» **Problem requirements**: Return every line of the listing, exactly as it reads.

*** Exercise inputs Section Begins ***

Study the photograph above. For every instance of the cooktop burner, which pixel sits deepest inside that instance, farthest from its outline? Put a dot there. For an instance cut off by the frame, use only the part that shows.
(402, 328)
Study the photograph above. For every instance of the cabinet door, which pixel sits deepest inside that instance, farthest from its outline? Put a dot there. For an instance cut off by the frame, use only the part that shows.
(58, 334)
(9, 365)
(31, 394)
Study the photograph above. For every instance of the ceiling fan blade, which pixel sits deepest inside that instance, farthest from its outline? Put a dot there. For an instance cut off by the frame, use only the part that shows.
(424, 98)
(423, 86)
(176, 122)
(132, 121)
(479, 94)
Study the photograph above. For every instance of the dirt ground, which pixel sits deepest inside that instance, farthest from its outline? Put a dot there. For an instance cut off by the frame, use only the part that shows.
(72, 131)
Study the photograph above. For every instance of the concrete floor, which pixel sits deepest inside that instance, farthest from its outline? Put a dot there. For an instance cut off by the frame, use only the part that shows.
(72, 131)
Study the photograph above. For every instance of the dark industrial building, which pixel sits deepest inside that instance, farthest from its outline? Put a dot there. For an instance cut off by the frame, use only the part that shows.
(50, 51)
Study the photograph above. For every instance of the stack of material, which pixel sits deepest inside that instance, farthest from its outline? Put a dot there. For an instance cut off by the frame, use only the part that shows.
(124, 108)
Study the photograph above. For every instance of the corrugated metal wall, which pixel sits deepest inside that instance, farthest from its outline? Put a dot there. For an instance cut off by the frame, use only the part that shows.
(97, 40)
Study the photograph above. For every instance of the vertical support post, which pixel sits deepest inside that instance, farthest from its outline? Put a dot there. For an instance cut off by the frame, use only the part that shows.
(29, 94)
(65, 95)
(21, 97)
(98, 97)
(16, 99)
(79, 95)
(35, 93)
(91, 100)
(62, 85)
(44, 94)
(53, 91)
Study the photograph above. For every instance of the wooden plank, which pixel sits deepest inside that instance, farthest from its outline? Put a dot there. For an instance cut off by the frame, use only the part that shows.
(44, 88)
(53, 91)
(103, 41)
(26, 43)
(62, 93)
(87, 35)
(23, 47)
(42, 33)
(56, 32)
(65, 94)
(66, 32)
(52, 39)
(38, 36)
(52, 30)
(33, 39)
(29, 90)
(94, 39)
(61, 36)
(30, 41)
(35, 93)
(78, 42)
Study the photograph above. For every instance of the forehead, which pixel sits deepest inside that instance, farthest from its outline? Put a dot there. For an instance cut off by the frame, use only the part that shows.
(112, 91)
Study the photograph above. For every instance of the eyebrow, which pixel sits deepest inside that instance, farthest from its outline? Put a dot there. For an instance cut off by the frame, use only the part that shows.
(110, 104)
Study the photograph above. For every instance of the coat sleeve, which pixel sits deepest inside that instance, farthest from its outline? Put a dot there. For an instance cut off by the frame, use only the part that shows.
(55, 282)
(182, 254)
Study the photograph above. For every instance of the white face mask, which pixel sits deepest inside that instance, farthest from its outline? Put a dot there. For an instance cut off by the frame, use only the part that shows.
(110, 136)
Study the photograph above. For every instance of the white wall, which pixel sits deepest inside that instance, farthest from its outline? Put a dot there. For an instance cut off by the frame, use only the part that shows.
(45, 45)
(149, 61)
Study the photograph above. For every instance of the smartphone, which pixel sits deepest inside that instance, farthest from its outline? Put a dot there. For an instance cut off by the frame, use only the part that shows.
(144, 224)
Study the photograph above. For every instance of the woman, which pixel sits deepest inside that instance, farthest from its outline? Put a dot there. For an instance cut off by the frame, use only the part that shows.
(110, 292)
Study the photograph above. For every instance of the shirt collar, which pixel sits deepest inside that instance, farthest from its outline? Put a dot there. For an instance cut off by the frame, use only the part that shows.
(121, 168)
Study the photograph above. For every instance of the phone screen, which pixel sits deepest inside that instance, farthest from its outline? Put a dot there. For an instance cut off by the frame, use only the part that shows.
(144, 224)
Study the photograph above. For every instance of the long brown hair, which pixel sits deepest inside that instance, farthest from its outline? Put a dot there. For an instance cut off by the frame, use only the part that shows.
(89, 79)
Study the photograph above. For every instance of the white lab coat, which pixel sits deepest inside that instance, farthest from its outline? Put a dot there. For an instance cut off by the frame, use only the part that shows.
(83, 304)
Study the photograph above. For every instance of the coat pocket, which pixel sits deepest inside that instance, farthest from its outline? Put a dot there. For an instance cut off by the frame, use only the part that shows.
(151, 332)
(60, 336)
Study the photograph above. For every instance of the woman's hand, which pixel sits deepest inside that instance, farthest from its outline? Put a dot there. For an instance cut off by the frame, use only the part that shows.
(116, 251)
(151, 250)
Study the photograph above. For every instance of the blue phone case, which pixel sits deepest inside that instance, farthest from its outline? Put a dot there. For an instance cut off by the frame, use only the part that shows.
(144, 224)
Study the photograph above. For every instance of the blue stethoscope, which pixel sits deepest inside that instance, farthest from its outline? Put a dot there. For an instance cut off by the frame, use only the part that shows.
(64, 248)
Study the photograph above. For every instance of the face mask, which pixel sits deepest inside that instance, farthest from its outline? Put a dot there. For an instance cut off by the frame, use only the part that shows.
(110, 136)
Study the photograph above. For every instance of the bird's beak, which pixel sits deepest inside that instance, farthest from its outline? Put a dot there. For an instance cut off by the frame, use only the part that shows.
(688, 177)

*** Exercise inputs Section Ends ***

» **Result**:
Study the photograph above. For every instance of the cooktop burner, which pixel sits deepest inside that instance, farthest from its outline? Put a dot there. For an instance cut off by the frame, use only the part that shows.
(402, 328)
Study the photograph above. For every instance of the cabinet door, which pixel sits deepest inside that instance, farthest from its outline? Put a dot there. For an instance cut off by the frame, use only the part that shows.
(58, 334)
(9, 365)
(31, 394)
Study the photograph above. For every instance of the ceiling fan blade, which pixel sits deepest inside that instance, farthest from its outline? Put a dot there. For an instance cut off by the frame, use only the part that shows.
(424, 98)
(423, 86)
(176, 122)
(132, 121)
(479, 94)
Study the photograph above. For every instance of the dirt ground, which pixel sits deepest inside that instance, farthest from its outline? Put a dot there. For an instance cut off by the frame, use only the part that shows.
(72, 131)
Study the photograph above. For every instance of the concrete floor, which pixel sits deepest inside that instance, farthest from its outline? Put a dot there. For an instance cut off by the frame, use only the part that shows.
(72, 131)
Study the photograph above. For every instance of the dark industrial building, which pixel sits deepest inside that instance, farthest from its outline? Put a dot there. For an instance cut off by the frame, use only the part that shows.
(50, 51)
Study the photograph above. For every instance of the stack of material, which pixel sits deepest inside that instance, farthest from its outline? Put a dot there. For an instance cut off by the frame, use only the part that shows.
(124, 108)
Study the photograph above. For every instance of the corrugated metal wall, which pixel sits deepest inside that instance, farthest from its outline? Put a dot there. For an instance cut off by the frame, use only the part that shows.
(97, 40)
Study the photograph above. For every instance of the vertical support post, which pixel sits deepest inside that instance, farthest from its outline? Put a dot there. For an instance cut off by the frame, use only the part that shows.
(29, 94)
(65, 95)
(21, 97)
(98, 97)
(16, 99)
(79, 95)
(35, 93)
(91, 100)
(62, 85)
(44, 94)
(53, 91)
Study the photograph above. For every instance of the wooden plank, which pixel sits deepest inside that instance, farthest from its outline? Put a dot there. For an instance cut off by the frame, use only the part that shows.
(44, 88)
(53, 91)
(103, 41)
(26, 43)
(62, 93)
(87, 35)
(23, 47)
(42, 33)
(56, 32)
(65, 94)
(66, 32)
(52, 39)
(38, 36)
(52, 30)
(33, 39)
(29, 90)
(94, 39)
(61, 36)
(30, 41)
(35, 93)
(78, 42)
Study the photograph above. For every instance of the forehead, which pixel sits deepest inside that instance, farthest from its outline? Put a dot there. For an instance cut off by the frame, use only the part that shows.
(112, 91)
Study the photograph above. For every instance of the eyebrow, which pixel sits deepest inside that instance, farthest from its outline? Put a dot there. For an instance cut off by the frame, use only the part that shows.
(110, 104)
Study the photograph above. For every instance of the coat sleeve, which pixel sits deepest inside that instance, farthest from its outline? Put a dot there. For an instance cut off by the frame, use only the part that shows.
(55, 282)
(182, 254)
Study the photograph above. For every instance of the white face mask, which pixel sits deepest inside that instance, farthest from its outline? Put a dot there. For an instance cut off by the frame, use only the part that shows.
(110, 136)
Study the photograph above. For every instance of the white wall, which pixel sits deepest inside that instance, farthest from its outline? Put a dot there. For an instance cut off by the frame, use only the part that shows.
(45, 45)
(149, 61)
Study the photograph above. For every instance of the smartphone, which pixel sits deepest inside that instance, farthest from its outline? Put a dot there. For an instance cut off by the frame, use only the part that shows.
(144, 224)
Study the photograph above. For every instance of the woman, which pixel sits deepest inside that instance, farthest from its outline? Put a dot there. For an instance cut off by the frame, use only the part that shows.
(110, 292)
Study the photograph above. For every instance of the shirt collar, which pixel sits deepest inside that instance, farthest from its outline? Put a dot there. For an instance cut off by the frame, use only the part that shows.
(121, 168)
Study the photograph above. For every instance of the phone screen, which pixel sits deepest inside that instance, farthest from its outline? Put a dot there. For an instance cut off by the frame, use only the part that shows.
(144, 224)
Study the photograph above. For every instance of the long brown hair, which pixel sits deepest inside that instance, farthest from its outline? Put a dot there. For an instance cut off by the frame, use only the part that shows.
(89, 79)
Study the photograph above. For every instance of the white lab coat, which pixel sits deepest inside that instance, farthest from its outline? Put a dot there. For an instance cut off by the frame, use only the part that shows.
(83, 304)
Study the photograph above. For every instance of the coat pocket, which pixel sits deepest inside that instance, farthest from its outline? Put a dot there. For an instance cut off by the frame, use only the part that shows.
(151, 332)
(60, 336)
Study the photograph above. For every instance of the woman's hand, which pixel sits deepest inside that instance, farthest from its outline? Put a dot there. For an instance cut off by the frame, use only the part that shows.
(116, 251)
(151, 250)
Study the photograph above. For every instance of the blue phone case, which pixel sits deepest inside that instance, farthest from its outline? Put a dot there. For an instance cut off by the frame, use only the part that shows.
(144, 224)
Study the photograph above. For every instance of the blue stethoscope, which pixel sits deepest inside that instance, farthest from its outline? Put a dot there. For an instance cut off by the frame, use only the part that shows.
(64, 248)
Study the photograph above. For every instance of the face mask, which pixel sits deepest inside that instance, farthest from its outline? Put a dot there. For an instance cut off by the frame, use only the part that shows.
(110, 136)
Study the photograph above. For every instance of the bird's beak, which pixel sits deepest inside that instance, farthest from its outline? Put a dot there. For an instance cut off by the frame, use only the part that shows.
(688, 177)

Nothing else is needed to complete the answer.